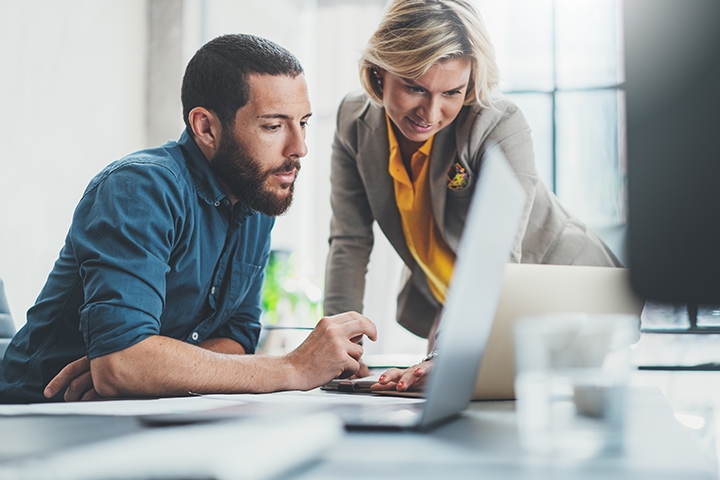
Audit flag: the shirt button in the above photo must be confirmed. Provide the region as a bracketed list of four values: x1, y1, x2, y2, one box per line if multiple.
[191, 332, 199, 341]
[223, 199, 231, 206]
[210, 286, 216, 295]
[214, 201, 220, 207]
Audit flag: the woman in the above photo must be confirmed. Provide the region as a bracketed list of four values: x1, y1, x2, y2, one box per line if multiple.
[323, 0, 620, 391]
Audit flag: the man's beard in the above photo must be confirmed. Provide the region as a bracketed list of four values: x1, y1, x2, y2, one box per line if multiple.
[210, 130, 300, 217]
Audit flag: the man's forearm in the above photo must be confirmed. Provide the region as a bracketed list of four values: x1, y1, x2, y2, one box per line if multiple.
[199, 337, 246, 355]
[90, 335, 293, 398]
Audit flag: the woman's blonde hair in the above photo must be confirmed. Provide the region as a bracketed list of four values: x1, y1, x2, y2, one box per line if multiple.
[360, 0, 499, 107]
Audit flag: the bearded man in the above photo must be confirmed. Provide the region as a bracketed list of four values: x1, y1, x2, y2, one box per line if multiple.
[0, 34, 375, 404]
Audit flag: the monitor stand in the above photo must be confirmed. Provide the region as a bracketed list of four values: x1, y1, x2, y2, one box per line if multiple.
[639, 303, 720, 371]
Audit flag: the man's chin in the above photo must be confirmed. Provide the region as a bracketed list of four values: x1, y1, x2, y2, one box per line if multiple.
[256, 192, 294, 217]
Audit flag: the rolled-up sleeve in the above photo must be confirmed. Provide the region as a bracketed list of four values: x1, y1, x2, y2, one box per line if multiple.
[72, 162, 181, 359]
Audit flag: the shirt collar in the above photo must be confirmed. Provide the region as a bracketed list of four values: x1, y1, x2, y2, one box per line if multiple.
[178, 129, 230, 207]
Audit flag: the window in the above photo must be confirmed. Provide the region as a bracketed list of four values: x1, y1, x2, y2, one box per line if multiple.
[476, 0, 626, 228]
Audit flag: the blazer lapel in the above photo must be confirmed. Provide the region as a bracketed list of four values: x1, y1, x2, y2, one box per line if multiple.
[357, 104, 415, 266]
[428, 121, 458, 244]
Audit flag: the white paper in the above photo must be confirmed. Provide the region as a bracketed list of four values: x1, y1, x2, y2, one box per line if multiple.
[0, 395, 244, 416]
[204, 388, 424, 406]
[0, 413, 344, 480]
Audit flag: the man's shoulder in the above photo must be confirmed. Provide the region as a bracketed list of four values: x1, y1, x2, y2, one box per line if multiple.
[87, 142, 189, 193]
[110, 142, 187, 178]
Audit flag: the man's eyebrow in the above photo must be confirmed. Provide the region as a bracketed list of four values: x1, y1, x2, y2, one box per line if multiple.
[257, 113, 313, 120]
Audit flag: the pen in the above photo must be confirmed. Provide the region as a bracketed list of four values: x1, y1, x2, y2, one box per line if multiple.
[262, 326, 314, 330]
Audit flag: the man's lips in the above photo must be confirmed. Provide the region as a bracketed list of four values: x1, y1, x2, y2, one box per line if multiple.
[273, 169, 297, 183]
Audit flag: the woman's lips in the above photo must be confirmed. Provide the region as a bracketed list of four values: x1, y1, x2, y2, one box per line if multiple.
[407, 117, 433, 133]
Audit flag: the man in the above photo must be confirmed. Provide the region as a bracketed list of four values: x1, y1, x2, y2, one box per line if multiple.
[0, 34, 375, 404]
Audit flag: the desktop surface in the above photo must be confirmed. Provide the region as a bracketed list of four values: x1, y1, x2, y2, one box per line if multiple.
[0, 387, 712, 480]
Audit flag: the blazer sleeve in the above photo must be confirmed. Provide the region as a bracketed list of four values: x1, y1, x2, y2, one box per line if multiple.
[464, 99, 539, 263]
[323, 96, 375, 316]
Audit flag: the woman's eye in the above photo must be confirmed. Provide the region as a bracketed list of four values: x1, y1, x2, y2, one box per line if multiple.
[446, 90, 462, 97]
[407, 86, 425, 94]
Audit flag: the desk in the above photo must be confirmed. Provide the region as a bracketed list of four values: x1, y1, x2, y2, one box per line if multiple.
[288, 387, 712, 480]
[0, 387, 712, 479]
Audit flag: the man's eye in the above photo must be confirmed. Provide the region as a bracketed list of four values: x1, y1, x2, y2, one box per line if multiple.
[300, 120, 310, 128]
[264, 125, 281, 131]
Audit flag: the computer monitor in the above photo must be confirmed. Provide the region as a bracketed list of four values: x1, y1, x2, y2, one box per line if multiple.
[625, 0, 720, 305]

**Exercise goal:**
All of the entries above are to be written out exactly, with no pictures.

**Expected output:**
Audit flag: the shirt button in the above photo must be confirmed. Provide the region as a bracketed list of four values: x1, y1, x2, y2, one box per line if multiple.
[191, 332, 199, 341]
[223, 199, 231, 206]
[210, 286, 216, 295]
[214, 201, 220, 207]
Audit flag: the woman in the above photo must be confirmed. Provide the region as a bracketed list of four values: x1, y1, x2, y2, one box per line if multiple.
[323, 0, 620, 391]
Audit flag: the man's beard in the above photo must be confirmed. Provide the region as a bracketed list of four values: x1, y1, x2, y2, one box per line if multiple.
[210, 130, 300, 217]
Audit flag: the man's forearm in the above photo must be confirmed. Provide the region as a bracketed list of four values: x1, y1, x2, y2, one box per line if multiple.
[199, 337, 246, 355]
[90, 335, 293, 398]
Audit flag: the woman's blonde hair in the above photo must be confirmed. Provide the region as a bracketed list of four values: x1, y1, x2, y2, one box per line if multiple.
[360, 0, 499, 107]
Audit flag: the bearded man in the above photo must be confirmed. Provide the region as a bracketed list of four values: x1, y1, x2, y2, one box per line if multiple.
[0, 34, 375, 404]
Audit flag: the monitor stand in the above photo must be confirmed. Provide the region as a bracketed list of four values: x1, y1, x2, y2, one box per line if multiple.
[639, 303, 720, 371]
Audit flag: the man's chin in the above photo must be confirmed. Provide the region as a bracketed list of four values: x1, y1, x2, y2, one box per line if multiple.
[256, 192, 294, 217]
Audit flag: the rolled-up sleeve in the above photo must be confirmed. Provide the region as a bracketed list of four values: x1, y1, x2, y2, one box per line if multiple.
[72, 162, 181, 359]
Audit flag: the shirt collar in the above photo must be confirmed. Provide the region as a bracketed list of four values: x1, y1, x2, y2, one box per line if multiple.
[178, 129, 230, 207]
Audit flag: the window in the above photo must be confirmed. Provide the region as a bracketed list of four values: x1, y1, x2, y2, one box per line if multiple.
[476, 0, 626, 228]
Audit flag: the blazer lapel in the above photo must be confirmed. Provide the region as a bracketed list of four values: x1, y1, x2, y2, one box per line if multiple.
[357, 104, 415, 266]
[428, 121, 458, 244]
Audit flag: the white paper in the above photo must be confirmed. Provide the region as a bracketed list of four values: x1, y1, x2, y2, one box per line if multiple.
[0, 395, 244, 416]
[204, 388, 424, 406]
[0, 413, 344, 480]
Audit flag: the man's shoulder in the above photo must be confirmed. Provide the region as a bracketed list of four values: x1, y1, x2, y2, one box per line if multiple.
[87, 142, 189, 193]
[110, 142, 187, 178]
Audit flag: the man's eyebrow in the above photo must be confirmed. Provide the region as a bracketed list of four values: x1, y1, x2, y2, one box per line if multiple.
[257, 113, 313, 120]
Audit flag: the pen in the above photo must be confirmed. Provide the region as a bracketed list of four values: x1, y1, x2, y2, one box per line if multiple.
[262, 326, 314, 330]
Audit flag: the man's lips in the above photo must be confirmed. Provide the region as a bracketed list of four values: x1, y1, x2, y2, one box per line if multiple.
[273, 169, 297, 183]
Audit flag: the woman's lips in the above photo must be confirmed. Provide the region as a bracketed list of four values: x1, y1, x2, y2, one box per line if multiple.
[407, 117, 433, 133]
Audit flag: the man in the above photo must be confirmed. Provide the region as a bracketed list of four values: x1, y1, x2, y2, one box per line if multiple.
[0, 34, 375, 404]
Audit flag: the desktop surface in the above photo must be confirmed. Provide the region as a bracketed list of four values: x1, y1, x2, y2, one box per line if multiple.
[0, 387, 712, 480]
Audit flag: the blazer sleeve in the above photo must be confirmed. Provide the region as a bracketed list of four values: x1, y1, x2, y2, one box per line if multiple.
[464, 99, 539, 263]
[323, 96, 375, 316]
Audit flag: the woman's eye in the above photo must be confirmed. Provide the region as a bracketed list of four values: x1, y1, x2, y2, one box per line if multiple.
[446, 90, 462, 97]
[407, 86, 425, 94]
Audit flag: the desk in the above photo must be confirmed. Provide the region as a bracketed list of four values: x1, y1, x2, y2, one box per line if multiple.
[288, 387, 712, 480]
[0, 387, 712, 479]
Audit flag: the man's eye in the above photo must be confirmed. Provide the region as a bracketed list of four values: x1, y1, x2, y2, one box per line if multiple.
[300, 120, 310, 128]
[264, 125, 281, 131]
Audit flag: the computer monitor in the above photo must be confirmed. Provide the region as a bracketed list of four values: x1, y1, x2, y2, one box per line if multiple.
[625, 0, 720, 305]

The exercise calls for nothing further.